Reading ML Papers as a newcomer - tips & tricks

I am by no means an expert in ML. However, I am a former consultant and a newcomer to reading ML papers in a program that requires a lot of reading them. So you could say that I am an expert in dealing with complicated content that I am not well versed in ;-) After searching on google for how best to tackle this task it also became rapidly apparent that: 1) reading ML papers is a must for most people in the field, regardless of expertise and 2) a lot of people are intimidated and overwhelmed by it. My favorite comment came from Adam Rubin in ScienceMag:

“Nothing makes you feel stupid quite like reading a scientific journal article”
Adam Rubin

So, this week I thought I would put down the tips, tricks, hacks & approach that have helped me in tackling ML research papers. Overall the big questions for me were:

How to find good papers to read?
How to prioritize the most important/valuable of these to focus on ?
How to read an individual paper for greatest ROI?

1. How to find papers?

AKA: Is there not just a friendly librarian/ advisor/ wizard to tell me what’s good?

If you find them, send me my way ;-) No, really ….

* [Problems to work on]:
A) List the three big questions that the post on reading ML papers says it set out to answer.
B) Answer these questions using the post on reading ML papers:
(i) What was the author's former occupation?
(ii) In what publication did Adam Rubin's comment appear?
(iii) What did the author search on before deciding how to tackle the task?
C) Continue the post on reading ML papers, picking up after its final line.

[Records from a data collection]
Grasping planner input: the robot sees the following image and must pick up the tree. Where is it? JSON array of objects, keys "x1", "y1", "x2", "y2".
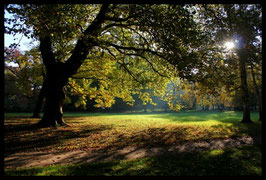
[
  {"x1": 193, "y1": 4, "x2": 261, "y2": 123},
  {"x1": 5, "y1": 4, "x2": 206, "y2": 126},
  {"x1": 5, "y1": 48, "x2": 43, "y2": 111}
]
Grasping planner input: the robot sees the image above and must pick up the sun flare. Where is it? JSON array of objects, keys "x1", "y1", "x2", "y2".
[{"x1": 224, "y1": 41, "x2": 235, "y2": 49}]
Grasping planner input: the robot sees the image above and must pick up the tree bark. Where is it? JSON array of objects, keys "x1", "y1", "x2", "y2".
[
  {"x1": 250, "y1": 62, "x2": 262, "y2": 121},
  {"x1": 37, "y1": 63, "x2": 69, "y2": 127},
  {"x1": 237, "y1": 49, "x2": 252, "y2": 123},
  {"x1": 32, "y1": 80, "x2": 46, "y2": 118}
]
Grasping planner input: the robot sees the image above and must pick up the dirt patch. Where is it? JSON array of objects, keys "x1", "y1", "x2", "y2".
[{"x1": 4, "y1": 136, "x2": 261, "y2": 169}]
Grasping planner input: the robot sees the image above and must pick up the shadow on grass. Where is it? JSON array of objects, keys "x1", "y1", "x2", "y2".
[
  {"x1": 5, "y1": 146, "x2": 261, "y2": 176},
  {"x1": 4, "y1": 118, "x2": 112, "y2": 156}
]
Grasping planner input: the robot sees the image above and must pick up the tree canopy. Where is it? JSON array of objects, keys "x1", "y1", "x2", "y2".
[{"x1": 5, "y1": 4, "x2": 261, "y2": 126}]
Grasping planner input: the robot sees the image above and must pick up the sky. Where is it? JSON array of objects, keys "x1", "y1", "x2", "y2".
[{"x1": 4, "y1": 11, "x2": 37, "y2": 51}]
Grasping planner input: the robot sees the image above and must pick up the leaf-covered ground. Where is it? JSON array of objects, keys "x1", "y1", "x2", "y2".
[
  {"x1": 4, "y1": 111, "x2": 261, "y2": 175},
  {"x1": 4, "y1": 111, "x2": 261, "y2": 155}
]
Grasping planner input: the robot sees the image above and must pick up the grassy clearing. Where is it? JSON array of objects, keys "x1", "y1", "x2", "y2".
[
  {"x1": 4, "y1": 111, "x2": 261, "y2": 155},
  {"x1": 5, "y1": 146, "x2": 261, "y2": 176}
]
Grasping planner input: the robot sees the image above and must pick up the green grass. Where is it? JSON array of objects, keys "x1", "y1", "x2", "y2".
[
  {"x1": 4, "y1": 111, "x2": 261, "y2": 153},
  {"x1": 5, "y1": 146, "x2": 262, "y2": 176},
  {"x1": 4, "y1": 111, "x2": 261, "y2": 175}
]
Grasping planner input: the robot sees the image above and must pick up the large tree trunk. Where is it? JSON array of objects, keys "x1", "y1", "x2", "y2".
[
  {"x1": 35, "y1": 64, "x2": 68, "y2": 127},
  {"x1": 238, "y1": 50, "x2": 252, "y2": 123}
]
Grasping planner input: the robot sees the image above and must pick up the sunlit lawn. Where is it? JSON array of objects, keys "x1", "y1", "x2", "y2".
[
  {"x1": 5, "y1": 111, "x2": 261, "y2": 153},
  {"x1": 4, "y1": 111, "x2": 261, "y2": 175}
]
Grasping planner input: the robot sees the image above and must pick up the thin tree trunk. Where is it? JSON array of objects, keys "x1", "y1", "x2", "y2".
[
  {"x1": 238, "y1": 50, "x2": 252, "y2": 123},
  {"x1": 32, "y1": 80, "x2": 46, "y2": 118},
  {"x1": 250, "y1": 62, "x2": 262, "y2": 121}
]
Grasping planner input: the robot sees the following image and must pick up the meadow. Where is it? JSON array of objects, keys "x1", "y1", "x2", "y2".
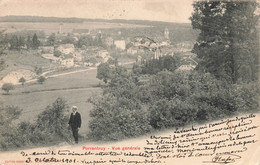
[
  {"x1": 0, "y1": 70, "x2": 102, "y2": 135},
  {"x1": 0, "y1": 22, "x2": 148, "y2": 35}
]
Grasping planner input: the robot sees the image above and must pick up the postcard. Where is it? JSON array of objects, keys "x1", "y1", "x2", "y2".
[{"x1": 0, "y1": 0, "x2": 260, "y2": 165}]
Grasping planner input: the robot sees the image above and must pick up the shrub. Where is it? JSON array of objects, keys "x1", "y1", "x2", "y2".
[
  {"x1": 0, "y1": 98, "x2": 71, "y2": 149},
  {"x1": 2, "y1": 83, "x2": 14, "y2": 94},
  {"x1": 37, "y1": 76, "x2": 46, "y2": 84},
  {"x1": 89, "y1": 94, "x2": 151, "y2": 140},
  {"x1": 19, "y1": 77, "x2": 26, "y2": 85}
]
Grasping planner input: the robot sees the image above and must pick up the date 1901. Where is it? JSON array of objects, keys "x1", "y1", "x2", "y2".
[{"x1": 203, "y1": 154, "x2": 241, "y2": 164}]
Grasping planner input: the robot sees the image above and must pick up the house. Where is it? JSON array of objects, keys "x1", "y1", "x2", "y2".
[
  {"x1": 176, "y1": 64, "x2": 196, "y2": 71},
  {"x1": 114, "y1": 40, "x2": 126, "y2": 50},
  {"x1": 39, "y1": 46, "x2": 54, "y2": 54},
  {"x1": 57, "y1": 44, "x2": 75, "y2": 54},
  {"x1": 42, "y1": 53, "x2": 59, "y2": 62},
  {"x1": 105, "y1": 37, "x2": 114, "y2": 47},
  {"x1": 73, "y1": 51, "x2": 83, "y2": 62},
  {"x1": 177, "y1": 57, "x2": 198, "y2": 71},
  {"x1": 98, "y1": 50, "x2": 109, "y2": 58},
  {"x1": 60, "y1": 55, "x2": 74, "y2": 68},
  {"x1": 126, "y1": 47, "x2": 138, "y2": 55},
  {"x1": 98, "y1": 50, "x2": 110, "y2": 62}
]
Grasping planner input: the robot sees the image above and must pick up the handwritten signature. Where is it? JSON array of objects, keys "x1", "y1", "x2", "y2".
[{"x1": 203, "y1": 154, "x2": 241, "y2": 164}]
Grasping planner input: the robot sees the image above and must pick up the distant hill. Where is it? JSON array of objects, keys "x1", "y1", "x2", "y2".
[{"x1": 0, "y1": 15, "x2": 190, "y2": 27}]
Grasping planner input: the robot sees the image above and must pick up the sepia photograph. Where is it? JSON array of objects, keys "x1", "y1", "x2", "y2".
[{"x1": 0, "y1": 0, "x2": 260, "y2": 165}]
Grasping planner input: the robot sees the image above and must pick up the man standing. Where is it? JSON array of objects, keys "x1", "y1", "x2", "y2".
[{"x1": 69, "y1": 106, "x2": 81, "y2": 144}]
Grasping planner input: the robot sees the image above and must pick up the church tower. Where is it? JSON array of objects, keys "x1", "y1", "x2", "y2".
[{"x1": 164, "y1": 27, "x2": 169, "y2": 40}]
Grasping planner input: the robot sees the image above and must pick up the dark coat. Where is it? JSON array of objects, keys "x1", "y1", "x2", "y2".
[{"x1": 69, "y1": 112, "x2": 81, "y2": 128}]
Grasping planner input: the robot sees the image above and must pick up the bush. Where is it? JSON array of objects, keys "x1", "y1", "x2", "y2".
[
  {"x1": 2, "y1": 83, "x2": 14, "y2": 94},
  {"x1": 34, "y1": 66, "x2": 42, "y2": 75},
  {"x1": 36, "y1": 98, "x2": 70, "y2": 141},
  {"x1": 19, "y1": 77, "x2": 26, "y2": 85},
  {"x1": 37, "y1": 76, "x2": 46, "y2": 84},
  {"x1": 149, "y1": 71, "x2": 259, "y2": 128},
  {"x1": 89, "y1": 94, "x2": 151, "y2": 140},
  {"x1": 0, "y1": 98, "x2": 71, "y2": 150}
]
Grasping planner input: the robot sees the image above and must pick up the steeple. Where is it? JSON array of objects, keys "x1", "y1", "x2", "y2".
[{"x1": 164, "y1": 27, "x2": 169, "y2": 40}]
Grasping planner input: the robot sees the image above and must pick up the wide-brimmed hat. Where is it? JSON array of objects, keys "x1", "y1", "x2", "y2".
[{"x1": 72, "y1": 105, "x2": 78, "y2": 110}]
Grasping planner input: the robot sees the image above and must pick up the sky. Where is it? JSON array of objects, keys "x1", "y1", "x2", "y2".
[{"x1": 0, "y1": 0, "x2": 193, "y2": 23}]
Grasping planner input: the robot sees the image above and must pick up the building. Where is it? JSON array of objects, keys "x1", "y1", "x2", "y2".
[
  {"x1": 57, "y1": 44, "x2": 75, "y2": 54},
  {"x1": 105, "y1": 37, "x2": 114, "y2": 47},
  {"x1": 60, "y1": 55, "x2": 74, "y2": 68},
  {"x1": 126, "y1": 47, "x2": 138, "y2": 55},
  {"x1": 114, "y1": 40, "x2": 126, "y2": 50},
  {"x1": 39, "y1": 46, "x2": 54, "y2": 54},
  {"x1": 164, "y1": 27, "x2": 170, "y2": 40}
]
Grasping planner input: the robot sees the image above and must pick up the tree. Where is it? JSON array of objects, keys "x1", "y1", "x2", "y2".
[
  {"x1": 36, "y1": 98, "x2": 69, "y2": 137},
  {"x1": 0, "y1": 58, "x2": 5, "y2": 71},
  {"x1": 97, "y1": 63, "x2": 112, "y2": 83},
  {"x1": 19, "y1": 77, "x2": 26, "y2": 85},
  {"x1": 26, "y1": 36, "x2": 32, "y2": 50},
  {"x1": 47, "y1": 33, "x2": 56, "y2": 46},
  {"x1": 10, "y1": 35, "x2": 19, "y2": 50},
  {"x1": 18, "y1": 36, "x2": 25, "y2": 50},
  {"x1": 0, "y1": 31, "x2": 7, "y2": 56},
  {"x1": 32, "y1": 34, "x2": 40, "y2": 49},
  {"x1": 34, "y1": 66, "x2": 42, "y2": 75},
  {"x1": 190, "y1": 0, "x2": 259, "y2": 83},
  {"x1": 2, "y1": 83, "x2": 14, "y2": 94},
  {"x1": 37, "y1": 76, "x2": 46, "y2": 84}
]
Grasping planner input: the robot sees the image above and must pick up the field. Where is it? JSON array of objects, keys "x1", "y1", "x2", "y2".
[
  {"x1": 0, "y1": 22, "x2": 148, "y2": 35},
  {"x1": 0, "y1": 70, "x2": 101, "y2": 135}
]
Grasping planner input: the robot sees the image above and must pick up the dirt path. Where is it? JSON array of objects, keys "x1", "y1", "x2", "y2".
[{"x1": 25, "y1": 61, "x2": 135, "y2": 84}]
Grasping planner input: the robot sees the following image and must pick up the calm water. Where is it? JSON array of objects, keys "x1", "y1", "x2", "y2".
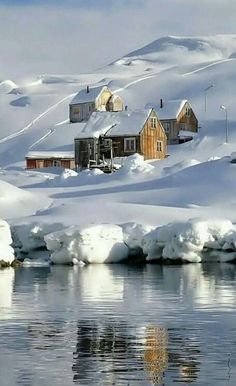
[{"x1": 0, "y1": 264, "x2": 236, "y2": 386}]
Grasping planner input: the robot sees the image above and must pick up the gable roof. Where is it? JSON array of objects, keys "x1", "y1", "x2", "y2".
[
  {"x1": 77, "y1": 109, "x2": 152, "y2": 138},
  {"x1": 146, "y1": 99, "x2": 188, "y2": 120},
  {"x1": 26, "y1": 150, "x2": 75, "y2": 159},
  {"x1": 70, "y1": 86, "x2": 108, "y2": 105}
]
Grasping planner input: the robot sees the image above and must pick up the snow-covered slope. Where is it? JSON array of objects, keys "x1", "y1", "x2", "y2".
[{"x1": 0, "y1": 35, "x2": 236, "y2": 262}]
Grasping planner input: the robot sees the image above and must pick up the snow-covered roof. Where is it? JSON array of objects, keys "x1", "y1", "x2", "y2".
[
  {"x1": 146, "y1": 99, "x2": 187, "y2": 120},
  {"x1": 178, "y1": 130, "x2": 197, "y2": 138},
  {"x1": 77, "y1": 109, "x2": 151, "y2": 138},
  {"x1": 70, "y1": 86, "x2": 107, "y2": 105},
  {"x1": 26, "y1": 151, "x2": 75, "y2": 159}
]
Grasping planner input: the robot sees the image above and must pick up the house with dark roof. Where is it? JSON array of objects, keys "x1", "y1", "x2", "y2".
[
  {"x1": 75, "y1": 109, "x2": 167, "y2": 169},
  {"x1": 25, "y1": 151, "x2": 75, "y2": 169},
  {"x1": 69, "y1": 86, "x2": 123, "y2": 123},
  {"x1": 147, "y1": 99, "x2": 198, "y2": 145}
]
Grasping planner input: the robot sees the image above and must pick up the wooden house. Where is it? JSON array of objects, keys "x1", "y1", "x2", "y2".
[
  {"x1": 148, "y1": 99, "x2": 198, "y2": 145},
  {"x1": 75, "y1": 109, "x2": 167, "y2": 168},
  {"x1": 25, "y1": 151, "x2": 75, "y2": 169},
  {"x1": 70, "y1": 86, "x2": 123, "y2": 123}
]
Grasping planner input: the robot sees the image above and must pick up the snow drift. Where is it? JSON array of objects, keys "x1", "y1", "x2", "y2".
[
  {"x1": 0, "y1": 220, "x2": 15, "y2": 264},
  {"x1": 143, "y1": 219, "x2": 236, "y2": 263},
  {"x1": 45, "y1": 224, "x2": 129, "y2": 264}
]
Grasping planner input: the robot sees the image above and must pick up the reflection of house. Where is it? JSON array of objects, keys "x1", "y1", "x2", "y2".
[
  {"x1": 25, "y1": 151, "x2": 75, "y2": 169},
  {"x1": 75, "y1": 109, "x2": 167, "y2": 168},
  {"x1": 70, "y1": 86, "x2": 123, "y2": 123},
  {"x1": 149, "y1": 99, "x2": 198, "y2": 145},
  {"x1": 144, "y1": 326, "x2": 168, "y2": 385}
]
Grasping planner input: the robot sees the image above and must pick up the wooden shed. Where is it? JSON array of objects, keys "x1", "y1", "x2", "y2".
[
  {"x1": 70, "y1": 86, "x2": 123, "y2": 123},
  {"x1": 75, "y1": 109, "x2": 167, "y2": 168},
  {"x1": 25, "y1": 151, "x2": 75, "y2": 169},
  {"x1": 148, "y1": 99, "x2": 198, "y2": 145}
]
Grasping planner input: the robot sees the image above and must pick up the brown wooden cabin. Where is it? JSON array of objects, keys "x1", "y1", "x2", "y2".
[
  {"x1": 25, "y1": 151, "x2": 75, "y2": 169},
  {"x1": 75, "y1": 109, "x2": 167, "y2": 168},
  {"x1": 150, "y1": 99, "x2": 198, "y2": 145}
]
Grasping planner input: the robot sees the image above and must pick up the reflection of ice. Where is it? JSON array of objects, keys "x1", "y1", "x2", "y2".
[
  {"x1": 81, "y1": 265, "x2": 124, "y2": 302},
  {"x1": 180, "y1": 264, "x2": 236, "y2": 309},
  {"x1": 0, "y1": 268, "x2": 15, "y2": 320}
]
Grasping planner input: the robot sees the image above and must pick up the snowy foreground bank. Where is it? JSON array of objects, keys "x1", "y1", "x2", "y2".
[
  {"x1": 0, "y1": 220, "x2": 15, "y2": 266},
  {"x1": 9, "y1": 219, "x2": 236, "y2": 265}
]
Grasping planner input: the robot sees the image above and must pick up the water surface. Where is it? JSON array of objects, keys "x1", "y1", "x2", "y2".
[{"x1": 0, "y1": 264, "x2": 236, "y2": 386}]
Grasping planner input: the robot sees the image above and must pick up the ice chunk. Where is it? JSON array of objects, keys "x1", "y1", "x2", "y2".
[{"x1": 45, "y1": 224, "x2": 129, "y2": 264}]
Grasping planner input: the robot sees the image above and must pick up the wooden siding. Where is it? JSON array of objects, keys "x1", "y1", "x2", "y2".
[
  {"x1": 176, "y1": 102, "x2": 198, "y2": 134},
  {"x1": 107, "y1": 95, "x2": 124, "y2": 112},
  {"x1": 161, "y1": 102, "x2": 198, "y2": 145},
  {"x1": 95, "y1": 88, "x2": 112, "y2": 111},
  {"x1": 140, "y1": 111, "x2": 167, "y2": 160},
  {"x1": 26, "y1": 158, "x2": 75, "y2": 169},
  {"x1": 104, "y1": 111, "x2": 167, "y2": 160},
  {"x1": 70, "y1": 102, "x2": 95, "y2": 123},
  {"x1": 101, "y1": 135, "x2": 140, "y2": 159}
]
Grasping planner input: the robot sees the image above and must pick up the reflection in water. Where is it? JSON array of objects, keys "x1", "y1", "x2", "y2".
[
  {"x1": 144, "y1": 327, "x2": 168, "y2": 385},
  {"x1": 81, "y1": 264, "x2": 124, "y2": 302},
  {"x1": 0, "y1": 268, "x2": 15, "y2": 320},
  {"x1": 0, "y1": 264, "x2": 236, "y2": 386},
  {"x1": 72, "y1": 320, "x2": 201, "y2": 385}
]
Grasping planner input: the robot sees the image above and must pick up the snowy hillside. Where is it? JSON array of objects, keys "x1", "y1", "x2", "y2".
[{"x1": 0, "y1": 35, "x2": 236, "y2": 262}]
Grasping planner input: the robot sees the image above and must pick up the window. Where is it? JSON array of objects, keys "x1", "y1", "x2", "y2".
[
  {"x1": 164, "y1": 122, "x2": 170, "y2": 134},
  {"x1": 186, "y1": 107, "x2": 191, "y2": 117},
  {"x1": 53, "y1": 160, "x2": 61, "y2": 168},
  {"x1": 124, "y1": 138, "x2": 136, "y2": 152},
  {"x1": 151, "y1": 117, "x2": 157, "y2": 129},
  {"x1": 157, "y1": 141, "x2": 163, "y2": 151}
]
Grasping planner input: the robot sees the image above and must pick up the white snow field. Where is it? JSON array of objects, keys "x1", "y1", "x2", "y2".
[
  {"x1": 0, "y1": 220, "x2": 15, "y2": 263},
  {"x1": 0, "y1": 35, "x2": 236, "y2": 263}
]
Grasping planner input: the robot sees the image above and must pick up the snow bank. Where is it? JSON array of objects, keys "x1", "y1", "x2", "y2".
[
  {"x1": 143, "y1": 219, "x2": 236, "y2": 263},
  {"x1": 12, "y1": 223, "x2": 63, "y2": 258},
  {"x1": 0, "y1": 79, "x2": 18, "y2": 94},
  {"x1": 45, "y1": 224, "x2": 129, "y2": 264},
  {"x1": 116, "y1": 153, "x2": 155, "y2": 176},
  {"x1": 121, "y1": 222, "x2": 154, "y2": 256},
  {"x1": 0, "y1": 220, "x2": 15, "y2": 263}
]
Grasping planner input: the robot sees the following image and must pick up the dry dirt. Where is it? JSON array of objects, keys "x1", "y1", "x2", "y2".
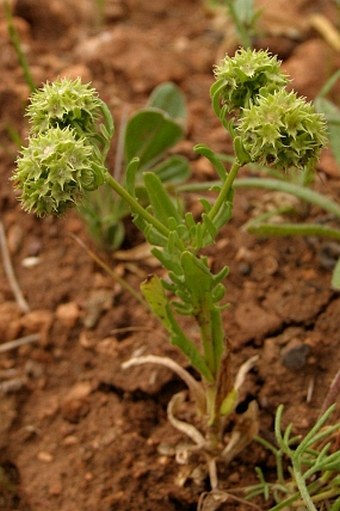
[{"x1": 0, "y1": 0, "x2": 340, "y2": 511}]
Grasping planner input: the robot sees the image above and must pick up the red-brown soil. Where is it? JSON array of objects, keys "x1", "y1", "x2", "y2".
[{"x1": 0, "y1": 0, "x2": 340, "y2": 511}]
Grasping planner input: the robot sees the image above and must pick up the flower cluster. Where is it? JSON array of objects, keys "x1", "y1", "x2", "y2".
[
  {"x1": 12, "y1": 127, "x2": 105, "y2": 216},
  {"x1": 211, "y1": 48, "x2": 327, "y2": 171},
  {"x1": 12, "y1": 78, "x2": 113, "y2": 216},
  {"x1": 236, "y1": 89, "x2": 327, "y2": 170},
  {"x1": 212, "y1": 48, "x2": 288, "y2": 114}
]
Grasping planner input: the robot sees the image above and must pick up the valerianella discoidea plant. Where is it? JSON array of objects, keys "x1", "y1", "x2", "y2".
[
  {"x1": 13, "y1": 50, "x2": 325, "y2": 488},
  {"x1": 12, "y1": 78, "x2": 113, "y2": 216}
]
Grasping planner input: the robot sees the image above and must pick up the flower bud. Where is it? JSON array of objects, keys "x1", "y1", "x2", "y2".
[
  {"x1": 26, "y1": 78, "x2": 102, "y2": 137},
  {"x1": 236, "y1": 89, "x2": 327, "y2": 170},
  {"x1": 12, "y1": 127, "x2": 106, "y2": 216},
  {"x1": 211, "y1": 48, "x2": 288, "y2": 116}
]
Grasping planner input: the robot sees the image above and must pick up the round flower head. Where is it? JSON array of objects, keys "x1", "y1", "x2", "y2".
[
  {"x1": 26, "y1": 78, "x2": 102, "y2": 137},
  {"x1": 12, "y1": 127, "x2": 105, "y2": 216},
  {"x1": 211, "y1": 48, "x2": 288, "y2": 116},
  {"x1": 236, "y1": 89, "x2": 327, "y2": 170}
]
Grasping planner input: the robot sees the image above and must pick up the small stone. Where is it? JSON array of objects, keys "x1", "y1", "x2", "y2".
[
  {"x1": 37, "y1": 451, "x2": 53, "y2": 463},
  {"x1": 21, "y1": 256, "x2": 41, "y2": 269},
  {"x1": 48, "y1": 483, "x2": 62, "y2": 497},
  {"x1": 7, "y1": 224, "x2": 24, "y2": 254},
  {"x1": 281, "y1": 339, "x2": 310, "y2": 371},
  {"x1": 56, "y1": 302, "x2": 80, "y2": 328},
  {"x1": 21, "y1": 310, "x2": 54, "y2": 346}
]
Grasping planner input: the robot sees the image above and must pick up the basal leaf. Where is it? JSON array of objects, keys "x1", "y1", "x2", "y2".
[
  {"x1": 144, "y1": 172, "x2": 181, "y2": 227},
  {"x1": 148, "y1": 82, "x2": 187, "y2": 126},
  {"x1": 125, "y1": 108, "x2": 183, "y2": 169}
]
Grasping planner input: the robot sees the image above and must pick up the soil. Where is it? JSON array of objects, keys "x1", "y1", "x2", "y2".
[{"x1": 0, "y1": 0, "x2": 340, "y2": 511}]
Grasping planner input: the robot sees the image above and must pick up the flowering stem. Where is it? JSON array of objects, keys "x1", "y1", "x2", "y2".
[{"x1": 105, "y1": 173, "x2": 170, "y2": 238}]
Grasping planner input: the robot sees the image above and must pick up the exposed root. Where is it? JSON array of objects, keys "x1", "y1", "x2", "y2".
[{"x1": 122, "y1": 355, "x2": 206, "y2": 411}]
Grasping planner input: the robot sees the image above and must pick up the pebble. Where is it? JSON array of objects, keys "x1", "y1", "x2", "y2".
[
  {"x1": 37, "y1": 451, "x2": 53, "y2": 463},
  {"x1": 56, "y1": 302, "x2": 80, "y2": 328},
  {"x1": 281, "y1": 339, "x2": 310, "y2": 371},
  {"x1": 60, "y1": 382, "x2": 92, "y2": 422}
]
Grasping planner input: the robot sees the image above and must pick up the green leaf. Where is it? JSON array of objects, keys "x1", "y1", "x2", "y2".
[
  {"x1": 143, "y1": 172, "x2": 181, "y2": 227},
  {"x1": 141, "y1": 275, "x2": 213, "y2": 382},
  {"x1": 332, "y1": 259, "x2": 340, "y2": 290},
  {"x1": 148, "y1": 82, "x2": 187, "y2": 125},
  {"x1": 125, "y1": 108, "x2": 184, "y2": 168},
  {"x1": 151, "y1": 155, "x2": 190, "y2": 184}
]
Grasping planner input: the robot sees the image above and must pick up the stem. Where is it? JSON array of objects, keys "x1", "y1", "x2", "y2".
[
  {"x1": 234, "y1": 177, "x2": 340, "y2": 218},
  {"x1": 227, "y1": 0, "x2": 252, "y2": 48},
  {"x1": 176, "y1": 177, "x2": 340, "y2": 218},
  {"x1": 208, "y1": 160, "x2": 242, "y2": 221},
  {"x1": 246, "y1": 220, "x2": 340, "y2": 240},
  {"x1": 105, "y1": 173, "x2": 170, "y2": 238}
]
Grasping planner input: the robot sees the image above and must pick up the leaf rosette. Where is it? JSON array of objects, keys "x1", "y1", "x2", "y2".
[
  {"x1": 12, "y1": 127, "x2": 106, "y2": 217},
  {"x1": 211, "y1": 48, "x2": 288, "y2": 117},
  {"x1": 236, "y1": 89, "x2": 327, "y2": 171}
]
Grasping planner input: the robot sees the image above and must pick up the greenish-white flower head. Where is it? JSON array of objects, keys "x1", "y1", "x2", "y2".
[
  {"x1": 12, "y1": 127, "x2": 106, "y2": 216},
  {"x1": 211, "y1": 48, "x2": 288, "y2": 115},
  {"x1": 26, "y1": 78, "x2": 102, "y2": 137},
  {"x1": 236, "y1": 89, "x2": 327, "y2": 170}
]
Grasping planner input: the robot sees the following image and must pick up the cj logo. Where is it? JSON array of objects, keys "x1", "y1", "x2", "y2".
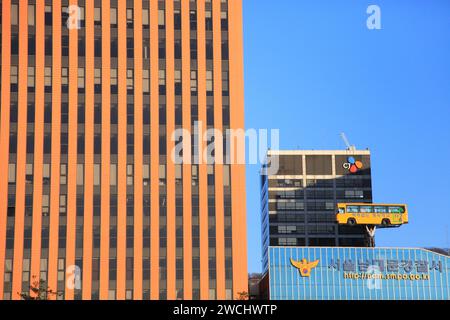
[
  {"x1": 343, "y1": 157, "x2": 364, "y2": 173},
  {"x1": 291, "y1": 258, "x2": 319, "y2": 278},
  {"x1": 66, "y1": 266, "x2": 81, "y2": 290}
]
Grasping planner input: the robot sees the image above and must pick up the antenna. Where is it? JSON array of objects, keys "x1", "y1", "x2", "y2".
[{"x1": 341, "y1": 132, "x2": 356, "y2": 151}]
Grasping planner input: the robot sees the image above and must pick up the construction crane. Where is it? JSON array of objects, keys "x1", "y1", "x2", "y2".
[{"x1": 341, "y1": 132, "x2": 356, "y2": 151}]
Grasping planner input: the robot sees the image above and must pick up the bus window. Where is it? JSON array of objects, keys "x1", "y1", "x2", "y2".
[
  {"x1": 360, "y1": 206, "x2": 372, "y2": 213},
  {"x1": 374, "y1": 207, "x2": 387, "y2": 213},
  {"x1": 347, "y1": 206, "x2": 359, "y2": 213},
  {"x1": 389, "y1": 207, "x2": 405, "y2": 213}
]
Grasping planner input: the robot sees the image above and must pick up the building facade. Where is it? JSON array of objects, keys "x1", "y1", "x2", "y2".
[
  {"x1": 261, "y1": 150, "x2": 372, "y2": 272},
  {"x1": 269, "y1": 247, "x2": 450, "y2": 300},
  {"x1": 0, "y1": 0, "x2": 248, "y2": 300}
]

* [Responses to the tasks]:
A)
How to find good papers to read?
How to prioritize the most important/valuable of these to focus on?
How to read an individual paper for greatest ROI?

B)
(i) Consultant
(ii) ScienceMag
(iii) Google

C)
The key publication sites - most notably arXiv.org - provide online access to papers. One of the truly refreshing things has been how little has been behind paywalls or complicated login systems. arXiv is a repository for preprints - so papers have not been through full peer review cycles. This means that we get very timely access to the latest developments in ML easily (yay!) but on the downside it means that we get ALL the developments - at volume. To be honest I have found arXiv.org too overwhelming generally and have only used it to retrieve specific papers that I have found referenced elsewhere. To search for and find papers I have used the ‘sanity preserver’ arxiv-sanity built by Andrej Karpathy which allows you to curate & sort arXiv by filters like recent, hyped, recommended etc. All the traditional repositories like GoogleScholar and JSTOR include papers but I have found arXiv & arxiv sanity more than enough to access all the papers I have wanted to date. One other publication site that I love is Distill.pub. It is an interactive, visual journal for ML and does not yet suffer from the overwhelm of papers that arXiv does. It has some great papers on visualization, in particular.

Beyond these sources - really using the tips in the prioritization section below has helped me find the papers that I have found most helpful.

2. How to prioritize the most important of these to focus on ?

AKA: Seriously? Do these ML peeps have a 25th hour in the day … there are how many papers out there?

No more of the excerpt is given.